■ **Listing**:
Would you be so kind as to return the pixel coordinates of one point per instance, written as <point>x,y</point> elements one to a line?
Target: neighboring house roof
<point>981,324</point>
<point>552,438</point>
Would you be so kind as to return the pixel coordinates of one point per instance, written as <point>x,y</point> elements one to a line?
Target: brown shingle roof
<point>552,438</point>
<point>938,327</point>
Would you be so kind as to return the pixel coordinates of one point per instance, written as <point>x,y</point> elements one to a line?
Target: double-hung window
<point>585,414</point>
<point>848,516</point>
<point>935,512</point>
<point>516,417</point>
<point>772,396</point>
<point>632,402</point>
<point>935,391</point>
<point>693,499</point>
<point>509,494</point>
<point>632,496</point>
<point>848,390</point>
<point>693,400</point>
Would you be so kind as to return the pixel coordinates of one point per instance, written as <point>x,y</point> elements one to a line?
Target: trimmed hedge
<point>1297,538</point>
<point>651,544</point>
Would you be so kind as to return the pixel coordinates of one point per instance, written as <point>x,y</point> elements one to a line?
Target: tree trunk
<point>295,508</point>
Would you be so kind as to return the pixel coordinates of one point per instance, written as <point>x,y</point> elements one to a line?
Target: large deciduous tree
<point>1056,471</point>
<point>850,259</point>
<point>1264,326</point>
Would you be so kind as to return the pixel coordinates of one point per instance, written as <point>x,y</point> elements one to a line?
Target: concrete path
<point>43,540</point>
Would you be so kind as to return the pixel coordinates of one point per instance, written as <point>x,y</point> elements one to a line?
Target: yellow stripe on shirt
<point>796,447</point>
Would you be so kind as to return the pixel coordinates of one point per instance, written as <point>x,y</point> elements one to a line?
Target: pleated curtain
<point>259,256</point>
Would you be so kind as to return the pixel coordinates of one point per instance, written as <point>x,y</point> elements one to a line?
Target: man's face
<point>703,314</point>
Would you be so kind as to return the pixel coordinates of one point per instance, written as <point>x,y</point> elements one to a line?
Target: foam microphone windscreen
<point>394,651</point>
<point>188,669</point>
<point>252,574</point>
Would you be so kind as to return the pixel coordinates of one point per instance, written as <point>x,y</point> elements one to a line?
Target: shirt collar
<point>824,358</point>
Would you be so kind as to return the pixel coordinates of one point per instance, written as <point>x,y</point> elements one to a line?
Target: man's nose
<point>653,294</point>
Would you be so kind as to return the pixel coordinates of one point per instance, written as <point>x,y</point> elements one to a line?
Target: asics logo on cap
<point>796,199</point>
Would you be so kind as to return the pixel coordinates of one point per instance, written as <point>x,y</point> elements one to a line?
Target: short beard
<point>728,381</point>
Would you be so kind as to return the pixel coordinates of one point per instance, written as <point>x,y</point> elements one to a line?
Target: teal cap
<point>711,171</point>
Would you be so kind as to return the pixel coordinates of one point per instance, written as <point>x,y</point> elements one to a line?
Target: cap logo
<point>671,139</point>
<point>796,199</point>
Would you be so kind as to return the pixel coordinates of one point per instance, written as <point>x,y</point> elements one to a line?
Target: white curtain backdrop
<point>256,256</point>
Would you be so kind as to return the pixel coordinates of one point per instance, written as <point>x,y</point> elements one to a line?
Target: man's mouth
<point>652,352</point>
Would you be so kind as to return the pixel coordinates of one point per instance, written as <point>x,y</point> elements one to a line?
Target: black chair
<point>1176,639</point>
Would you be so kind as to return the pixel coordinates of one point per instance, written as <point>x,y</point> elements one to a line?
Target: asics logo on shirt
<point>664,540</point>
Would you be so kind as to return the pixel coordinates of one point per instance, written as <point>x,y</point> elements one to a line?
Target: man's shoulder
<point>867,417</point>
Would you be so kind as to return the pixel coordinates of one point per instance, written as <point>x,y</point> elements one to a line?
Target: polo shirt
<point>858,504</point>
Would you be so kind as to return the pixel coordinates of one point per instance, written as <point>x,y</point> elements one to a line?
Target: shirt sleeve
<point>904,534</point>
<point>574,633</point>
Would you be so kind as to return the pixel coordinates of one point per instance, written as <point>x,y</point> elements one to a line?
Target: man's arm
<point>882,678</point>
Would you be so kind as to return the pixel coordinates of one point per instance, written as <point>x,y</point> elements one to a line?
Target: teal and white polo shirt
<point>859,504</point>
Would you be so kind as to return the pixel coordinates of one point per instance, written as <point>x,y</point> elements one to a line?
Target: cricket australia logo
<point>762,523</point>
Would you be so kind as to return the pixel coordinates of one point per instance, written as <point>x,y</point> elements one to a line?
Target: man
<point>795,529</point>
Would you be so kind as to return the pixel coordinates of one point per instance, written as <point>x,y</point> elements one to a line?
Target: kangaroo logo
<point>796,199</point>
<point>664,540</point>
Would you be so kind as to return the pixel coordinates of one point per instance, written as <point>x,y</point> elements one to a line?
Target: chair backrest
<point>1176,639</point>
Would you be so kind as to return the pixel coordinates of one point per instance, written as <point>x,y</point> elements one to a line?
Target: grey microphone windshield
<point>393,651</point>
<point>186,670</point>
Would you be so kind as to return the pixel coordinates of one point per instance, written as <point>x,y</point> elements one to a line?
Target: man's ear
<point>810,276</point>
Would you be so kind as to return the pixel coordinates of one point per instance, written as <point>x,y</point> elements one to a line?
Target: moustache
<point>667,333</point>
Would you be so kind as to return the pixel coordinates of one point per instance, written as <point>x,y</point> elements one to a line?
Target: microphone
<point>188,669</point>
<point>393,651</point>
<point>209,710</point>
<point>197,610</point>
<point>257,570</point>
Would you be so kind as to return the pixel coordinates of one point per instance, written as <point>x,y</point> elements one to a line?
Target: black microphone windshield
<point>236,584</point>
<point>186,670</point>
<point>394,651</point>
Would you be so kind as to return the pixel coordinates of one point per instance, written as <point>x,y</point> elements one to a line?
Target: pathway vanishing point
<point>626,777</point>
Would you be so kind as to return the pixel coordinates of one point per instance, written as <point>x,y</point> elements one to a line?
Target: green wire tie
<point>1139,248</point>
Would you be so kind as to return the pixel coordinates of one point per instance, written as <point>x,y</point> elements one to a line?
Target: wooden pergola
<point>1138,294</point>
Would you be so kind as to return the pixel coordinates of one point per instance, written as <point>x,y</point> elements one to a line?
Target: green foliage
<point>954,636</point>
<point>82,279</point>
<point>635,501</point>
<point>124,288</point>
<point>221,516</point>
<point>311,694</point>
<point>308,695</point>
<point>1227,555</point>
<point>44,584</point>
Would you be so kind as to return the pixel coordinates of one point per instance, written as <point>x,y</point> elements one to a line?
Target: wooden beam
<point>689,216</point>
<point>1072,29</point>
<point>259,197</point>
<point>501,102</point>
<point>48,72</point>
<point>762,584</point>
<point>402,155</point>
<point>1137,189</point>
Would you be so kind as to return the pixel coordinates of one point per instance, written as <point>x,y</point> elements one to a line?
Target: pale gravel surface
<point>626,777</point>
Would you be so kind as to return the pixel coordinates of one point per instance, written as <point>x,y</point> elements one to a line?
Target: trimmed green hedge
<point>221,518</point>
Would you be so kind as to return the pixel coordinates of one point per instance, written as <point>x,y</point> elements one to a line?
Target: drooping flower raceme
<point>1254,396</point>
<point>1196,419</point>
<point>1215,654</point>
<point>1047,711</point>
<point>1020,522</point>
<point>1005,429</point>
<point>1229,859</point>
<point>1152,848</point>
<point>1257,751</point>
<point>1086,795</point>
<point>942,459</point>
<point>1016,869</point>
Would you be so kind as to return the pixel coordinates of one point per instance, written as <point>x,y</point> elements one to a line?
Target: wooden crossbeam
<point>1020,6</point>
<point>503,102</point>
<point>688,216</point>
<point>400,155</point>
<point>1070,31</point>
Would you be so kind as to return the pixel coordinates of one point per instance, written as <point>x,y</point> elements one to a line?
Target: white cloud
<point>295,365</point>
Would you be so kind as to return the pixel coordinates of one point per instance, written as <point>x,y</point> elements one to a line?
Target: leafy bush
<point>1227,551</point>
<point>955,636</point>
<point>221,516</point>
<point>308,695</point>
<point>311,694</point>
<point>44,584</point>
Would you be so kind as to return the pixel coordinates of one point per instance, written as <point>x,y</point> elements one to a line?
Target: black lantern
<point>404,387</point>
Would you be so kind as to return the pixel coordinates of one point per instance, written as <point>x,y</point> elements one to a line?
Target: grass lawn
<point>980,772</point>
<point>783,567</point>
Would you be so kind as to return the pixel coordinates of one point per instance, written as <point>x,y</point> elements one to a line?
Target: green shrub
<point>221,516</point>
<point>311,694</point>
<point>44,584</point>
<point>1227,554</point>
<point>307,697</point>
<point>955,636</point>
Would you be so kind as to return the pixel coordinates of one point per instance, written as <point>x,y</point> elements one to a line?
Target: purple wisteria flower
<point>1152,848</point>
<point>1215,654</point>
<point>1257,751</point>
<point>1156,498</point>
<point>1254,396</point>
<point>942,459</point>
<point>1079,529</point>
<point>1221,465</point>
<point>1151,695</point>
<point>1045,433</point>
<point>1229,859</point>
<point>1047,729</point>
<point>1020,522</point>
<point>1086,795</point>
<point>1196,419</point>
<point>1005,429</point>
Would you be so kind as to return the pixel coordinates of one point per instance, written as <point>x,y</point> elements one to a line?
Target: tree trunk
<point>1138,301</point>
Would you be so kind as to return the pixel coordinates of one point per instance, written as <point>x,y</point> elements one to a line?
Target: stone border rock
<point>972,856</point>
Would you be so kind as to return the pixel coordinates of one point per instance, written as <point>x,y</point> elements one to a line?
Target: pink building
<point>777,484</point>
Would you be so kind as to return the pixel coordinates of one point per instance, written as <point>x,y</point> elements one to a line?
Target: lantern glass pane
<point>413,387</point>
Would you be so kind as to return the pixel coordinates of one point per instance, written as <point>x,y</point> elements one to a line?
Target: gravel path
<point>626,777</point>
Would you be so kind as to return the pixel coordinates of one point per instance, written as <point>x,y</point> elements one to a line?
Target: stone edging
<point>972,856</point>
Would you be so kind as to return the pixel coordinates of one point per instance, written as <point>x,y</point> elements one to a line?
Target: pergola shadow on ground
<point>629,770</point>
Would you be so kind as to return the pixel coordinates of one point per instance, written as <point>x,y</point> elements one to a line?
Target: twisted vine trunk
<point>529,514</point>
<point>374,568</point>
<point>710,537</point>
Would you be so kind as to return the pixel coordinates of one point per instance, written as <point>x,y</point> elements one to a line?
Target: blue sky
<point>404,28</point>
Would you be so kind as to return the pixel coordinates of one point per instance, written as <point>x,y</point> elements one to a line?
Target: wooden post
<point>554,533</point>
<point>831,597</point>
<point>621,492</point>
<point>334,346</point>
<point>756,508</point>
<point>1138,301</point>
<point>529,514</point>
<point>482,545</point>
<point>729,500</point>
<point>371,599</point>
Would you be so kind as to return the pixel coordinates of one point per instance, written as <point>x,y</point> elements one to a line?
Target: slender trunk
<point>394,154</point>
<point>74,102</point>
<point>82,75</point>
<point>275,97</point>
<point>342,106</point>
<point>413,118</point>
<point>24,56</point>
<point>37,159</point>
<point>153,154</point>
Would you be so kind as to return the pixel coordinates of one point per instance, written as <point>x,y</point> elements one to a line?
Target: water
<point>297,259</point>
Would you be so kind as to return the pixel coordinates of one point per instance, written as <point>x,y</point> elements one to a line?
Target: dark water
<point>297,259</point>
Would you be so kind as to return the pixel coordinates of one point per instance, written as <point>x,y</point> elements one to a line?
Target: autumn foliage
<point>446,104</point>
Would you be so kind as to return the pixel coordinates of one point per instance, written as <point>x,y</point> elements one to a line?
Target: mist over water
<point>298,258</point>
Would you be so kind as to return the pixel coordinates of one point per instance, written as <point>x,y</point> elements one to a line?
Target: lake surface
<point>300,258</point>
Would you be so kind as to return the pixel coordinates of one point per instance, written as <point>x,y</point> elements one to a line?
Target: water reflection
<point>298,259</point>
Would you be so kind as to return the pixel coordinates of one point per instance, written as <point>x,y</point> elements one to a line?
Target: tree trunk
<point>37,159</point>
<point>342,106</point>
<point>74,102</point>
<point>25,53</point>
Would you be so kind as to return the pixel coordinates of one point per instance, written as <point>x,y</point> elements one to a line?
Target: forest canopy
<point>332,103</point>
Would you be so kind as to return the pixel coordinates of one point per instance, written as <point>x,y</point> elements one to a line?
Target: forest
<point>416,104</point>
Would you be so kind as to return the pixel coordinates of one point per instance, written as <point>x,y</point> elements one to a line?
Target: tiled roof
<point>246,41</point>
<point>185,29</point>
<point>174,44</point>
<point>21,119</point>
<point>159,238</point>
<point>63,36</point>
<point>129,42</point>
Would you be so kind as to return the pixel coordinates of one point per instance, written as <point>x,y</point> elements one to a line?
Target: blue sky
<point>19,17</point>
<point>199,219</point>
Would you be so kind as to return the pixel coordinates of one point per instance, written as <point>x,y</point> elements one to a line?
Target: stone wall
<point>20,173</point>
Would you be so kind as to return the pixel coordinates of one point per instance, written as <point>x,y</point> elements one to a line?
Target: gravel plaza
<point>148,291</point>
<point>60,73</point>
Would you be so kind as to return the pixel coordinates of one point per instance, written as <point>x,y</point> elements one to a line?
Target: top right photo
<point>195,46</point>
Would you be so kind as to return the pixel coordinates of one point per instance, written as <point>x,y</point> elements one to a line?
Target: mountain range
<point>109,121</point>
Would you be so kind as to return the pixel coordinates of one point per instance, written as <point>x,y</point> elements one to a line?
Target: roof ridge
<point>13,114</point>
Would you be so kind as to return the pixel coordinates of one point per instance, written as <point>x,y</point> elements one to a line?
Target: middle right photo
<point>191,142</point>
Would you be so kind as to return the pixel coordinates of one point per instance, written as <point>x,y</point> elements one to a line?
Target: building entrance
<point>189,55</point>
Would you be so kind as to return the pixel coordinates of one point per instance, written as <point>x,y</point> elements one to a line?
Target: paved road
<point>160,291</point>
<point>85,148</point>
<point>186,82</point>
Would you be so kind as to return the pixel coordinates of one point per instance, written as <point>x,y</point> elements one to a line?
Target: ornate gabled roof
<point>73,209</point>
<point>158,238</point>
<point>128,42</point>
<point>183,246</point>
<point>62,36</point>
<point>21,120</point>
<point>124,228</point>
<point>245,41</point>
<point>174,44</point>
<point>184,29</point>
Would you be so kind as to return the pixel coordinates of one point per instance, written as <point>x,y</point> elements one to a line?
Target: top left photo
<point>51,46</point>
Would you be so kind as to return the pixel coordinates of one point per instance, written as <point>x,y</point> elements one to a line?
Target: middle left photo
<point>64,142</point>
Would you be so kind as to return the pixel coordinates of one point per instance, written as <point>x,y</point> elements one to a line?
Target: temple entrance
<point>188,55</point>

■ **Short task**: Extract the records verbatim from the first line through the line holding "<point>938,327</point>", inclusive.

■ **Result**:
Would you be so kind as to return the pixel coordinates of one point per instance, written as <point>x,y</point> elements one to a line?
Target: neighboring house roof
<point>981,324</point>
<point>552,438</point>
Would you be so kind as to return the pixel coordinates of one point per instance, written as <point>x,y</point> elements one to a line?
Target: brown shingle roof
<point>552,438</point>
<point>938,327</point>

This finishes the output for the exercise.